TEXTO PARA ANÁLISE —

***

Relações com a França
Para o especialista, as relações com a França e com o continente europeu tendem a piorar, com a exceção dos países governados pela extrema direita, com os quais Bolsonaro se identifica.
“O Brasil a partir de agora é visto como um ator imprevisível. O atual presidente não se deixa controlar facilmente, utiliza muito as mídias sociais – e isso vale também para o presidente americano – e os próprios diplomatas brasileiros ficam sabendo de mudanças da política externa brasileira pelo Twitter”, diz.
“Houve pedidos dos principais assessores de Bolsonaro para que pudesse haver uma distensão da relação do Brasil com a França, sobretudo no auge dos incêndios na Amazônia”, conta.

***

(Dados coletados)
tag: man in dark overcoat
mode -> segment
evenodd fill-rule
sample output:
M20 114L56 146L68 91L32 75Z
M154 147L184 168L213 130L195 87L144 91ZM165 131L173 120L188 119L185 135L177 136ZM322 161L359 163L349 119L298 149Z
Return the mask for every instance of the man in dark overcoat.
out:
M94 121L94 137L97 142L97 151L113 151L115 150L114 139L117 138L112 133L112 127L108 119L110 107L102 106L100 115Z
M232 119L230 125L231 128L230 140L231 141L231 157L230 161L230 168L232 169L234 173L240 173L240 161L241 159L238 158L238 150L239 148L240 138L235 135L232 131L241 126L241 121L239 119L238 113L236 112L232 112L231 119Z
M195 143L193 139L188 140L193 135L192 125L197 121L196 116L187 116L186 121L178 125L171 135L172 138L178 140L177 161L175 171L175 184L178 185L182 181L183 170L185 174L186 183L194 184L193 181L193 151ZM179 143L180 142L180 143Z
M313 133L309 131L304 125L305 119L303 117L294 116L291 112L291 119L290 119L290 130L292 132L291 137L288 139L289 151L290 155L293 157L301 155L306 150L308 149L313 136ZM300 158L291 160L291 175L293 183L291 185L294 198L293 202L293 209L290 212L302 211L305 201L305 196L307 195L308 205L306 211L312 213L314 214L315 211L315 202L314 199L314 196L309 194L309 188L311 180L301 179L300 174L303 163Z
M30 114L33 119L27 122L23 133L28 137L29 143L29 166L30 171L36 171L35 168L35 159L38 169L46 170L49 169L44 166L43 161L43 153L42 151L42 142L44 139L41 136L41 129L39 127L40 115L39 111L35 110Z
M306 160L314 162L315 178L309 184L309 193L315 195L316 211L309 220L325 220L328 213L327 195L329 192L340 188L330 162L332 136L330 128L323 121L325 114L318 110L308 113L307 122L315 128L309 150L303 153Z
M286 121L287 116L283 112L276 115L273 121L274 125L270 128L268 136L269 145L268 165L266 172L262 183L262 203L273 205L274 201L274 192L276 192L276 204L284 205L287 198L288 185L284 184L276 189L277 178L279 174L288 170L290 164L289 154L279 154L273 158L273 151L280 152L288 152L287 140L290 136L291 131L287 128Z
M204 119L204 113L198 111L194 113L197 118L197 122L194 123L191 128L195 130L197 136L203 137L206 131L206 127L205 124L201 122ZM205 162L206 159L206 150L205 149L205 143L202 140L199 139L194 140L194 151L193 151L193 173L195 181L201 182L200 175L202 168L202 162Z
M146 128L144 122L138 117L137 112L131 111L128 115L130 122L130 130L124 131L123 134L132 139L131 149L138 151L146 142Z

***

INSTRUÇÃO DA TAREFA —
Responda às perguntas com base no texto sobre as relações com a França:
1. Segundo o especialista, quais países europeus são exceção à tendência de piora das relações?
2. Por qual meio os diplomatas brasileiros ficam sabendo de mudanças da política externa brasileira?
3. Em que momento, sobretudo, houve pedidos dos assessores de Bolsonaro por uma distensão da relação com a França?

RESPOSTA DO EXERCÍCIO —
1. Os países governados pela extrema direita, com os quais Bolsonaro se identifica.
2. Pelo Twitter.
3. No auge dos incêndios na Amazônia.